• **PROMPT**: Send back the records in full, character for character.

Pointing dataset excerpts

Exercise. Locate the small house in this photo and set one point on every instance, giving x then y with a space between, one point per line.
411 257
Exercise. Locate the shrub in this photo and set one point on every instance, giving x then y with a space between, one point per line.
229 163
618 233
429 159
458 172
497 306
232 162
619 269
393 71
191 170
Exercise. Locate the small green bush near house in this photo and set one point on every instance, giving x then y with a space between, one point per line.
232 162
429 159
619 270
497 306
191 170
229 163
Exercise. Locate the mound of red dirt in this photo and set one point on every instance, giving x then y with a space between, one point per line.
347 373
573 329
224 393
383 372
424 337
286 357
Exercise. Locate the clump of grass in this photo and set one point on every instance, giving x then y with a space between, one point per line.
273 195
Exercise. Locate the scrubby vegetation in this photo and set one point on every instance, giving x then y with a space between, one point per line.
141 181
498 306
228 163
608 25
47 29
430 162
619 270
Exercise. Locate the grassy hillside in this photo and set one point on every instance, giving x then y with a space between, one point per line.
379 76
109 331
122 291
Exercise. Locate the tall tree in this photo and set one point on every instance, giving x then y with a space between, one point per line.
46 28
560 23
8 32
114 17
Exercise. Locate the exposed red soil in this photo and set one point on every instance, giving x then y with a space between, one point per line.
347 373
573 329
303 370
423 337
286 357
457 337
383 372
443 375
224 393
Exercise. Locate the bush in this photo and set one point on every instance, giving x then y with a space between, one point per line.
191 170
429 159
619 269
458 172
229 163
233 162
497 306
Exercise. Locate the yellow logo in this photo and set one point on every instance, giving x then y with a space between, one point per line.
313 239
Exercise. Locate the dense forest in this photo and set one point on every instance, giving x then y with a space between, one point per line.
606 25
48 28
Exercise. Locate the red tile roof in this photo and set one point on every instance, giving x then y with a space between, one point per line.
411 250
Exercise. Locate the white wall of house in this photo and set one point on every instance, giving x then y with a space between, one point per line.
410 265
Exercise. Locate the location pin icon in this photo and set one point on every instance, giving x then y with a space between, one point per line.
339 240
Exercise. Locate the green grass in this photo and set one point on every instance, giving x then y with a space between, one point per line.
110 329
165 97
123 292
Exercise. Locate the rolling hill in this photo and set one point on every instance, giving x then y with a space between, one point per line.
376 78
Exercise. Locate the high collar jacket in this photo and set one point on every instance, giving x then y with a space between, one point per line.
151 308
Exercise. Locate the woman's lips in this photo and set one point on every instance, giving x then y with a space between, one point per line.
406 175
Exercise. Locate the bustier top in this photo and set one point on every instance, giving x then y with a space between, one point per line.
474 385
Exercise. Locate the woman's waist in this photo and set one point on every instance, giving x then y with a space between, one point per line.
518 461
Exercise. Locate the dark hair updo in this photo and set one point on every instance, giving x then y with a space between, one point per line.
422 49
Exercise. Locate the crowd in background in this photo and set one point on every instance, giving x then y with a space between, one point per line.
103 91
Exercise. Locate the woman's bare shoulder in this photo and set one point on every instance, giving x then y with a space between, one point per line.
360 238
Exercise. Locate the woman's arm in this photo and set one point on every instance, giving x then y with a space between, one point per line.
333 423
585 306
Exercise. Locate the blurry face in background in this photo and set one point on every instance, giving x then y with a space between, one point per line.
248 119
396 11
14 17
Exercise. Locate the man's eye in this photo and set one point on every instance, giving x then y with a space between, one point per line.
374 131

• **EXERCISE ANSWER**:
Exercise. Locate the small house in this photo and set one point on every instance, giving x then y with a space between, one point per line.
411 257
Exercise. Locate the shrub in this photo and set one point on every instance, giving x then y with a space between, one point per line.
229 163
618 233
429 159
458 172
497 306
232 162
619 269
393 71
191 170
Exercise. Locate the small green bush near house in this photo and set one point on every instance, giving x then y with a space between, one point per line.
232 162
429 159
619 270
497 306
191 170
229 163
Exercise. Locate the mound of red dirt in this photo and set one point on every instance, giving x then y with a space between, one point per line.
347 373
573 329
224 393
383 372
424 337
286 357
Exercise. Locate the clump of grass in this photo and set one point on every instance, giving x then y with a space between, one point per line.
273 195
Exercise. Locate the scrubby vegetation in this photo and set one point on every instance, giving x then y with a space between, one point per line.
141 181
498 306
228 163
608 25
47 29
430 162
619 270
Exercise. Locate the grassy hillside in this photo and set one point on every instance, giving x then y with a space between, one point per line.
379 76
109 331
122 291
Exercise. Locate the tall tree in this photo and set one point on every instance, giving x then y with a space between, one point per line.
46 28
560 23
8 32
114 17
Exercise. Locate the exposed red soil in this photo and set one point on every instance, giving x then y with a space between, one point per line.
347 373
573 329
303 370
423 337
286 357
457 337
383 372
443 375
224 393
Exercise. Locate the bush in this photo and set one point on every instance, giving x then y with a space between, one point per line.
191 170
429 159
619 269
458 172
229 163
233 162
497 306
Exercise. Locate the yellow logo in this photo and set one point on every instance, giving x then y with a space between, one point per line.
313 239
Exercise. Locate the dense forest in this photo and set one point on every instance, giving x then y with a space between, one point per line.
606 25
48 28
Exercise. Locate the red tile roof in this photo and set one point on every instance, giving x then y with a space between, one point per line.
411 250
Exercise. Locate the white wall of house in this photo and set one point on every instance, giving x then y with a space between, one point per line.
410 265
Exercise. Locate the location pin icon in this photo and set one point on every instance, giving x then y with a space between, one point per line.
339 240
Exercise. Locate the green grass in this photo and set one point on every instance, giving x then y with a space between, one point per line.
110 329
165 97
123 292
Exercise. Locate the rolling hill in this photo and set one point on every instance, giving x then y with a space between, one point per line.
376 78
Exercise. Locate the high collar jacket in this photo and set one point on every instance, giving x then y with a space between, one point per line.
151 308
Exercise. Locate the woman's lips in this photo and set one point on every instance, giving x then y with a space between, one point per line.
406 175
Exercise. Locate the bustier top in this photo and set one point on every instance, giving x then y with a space between, one point per line.
474 385
Exercise. Locate the woman's waist in this photo and set one point on every instance, giving x then y with a space between, one point per line.
518 461
Exercise. Locate the dark hair updo in this photo and set one point on every instance, giving x then y with a space between, one point per line.
422 49
Exercise. Locate the crowd in background in this photo and set one point on every instance, giving x then y with a space between, one point per line.
103 91
Exercise. Locate the woman's bare shoulder in this photo and set one point on every instance, giving x then y with a space between, one point per line.
360 238
Exercise. Locate the woman's arm in this photo and set one point on every instance, giving x then y with a space between, one point per line.
333 423
585 306
Exercise. Locate the blurry face in background in this photo and set one point on every instance, giving x then y with a space between, one point per line.
248 119
396 11
14 17
Exercise. Locate the man's eye in this photo and set one point on every instance, giving x then y with a space between, one point per line.
374 131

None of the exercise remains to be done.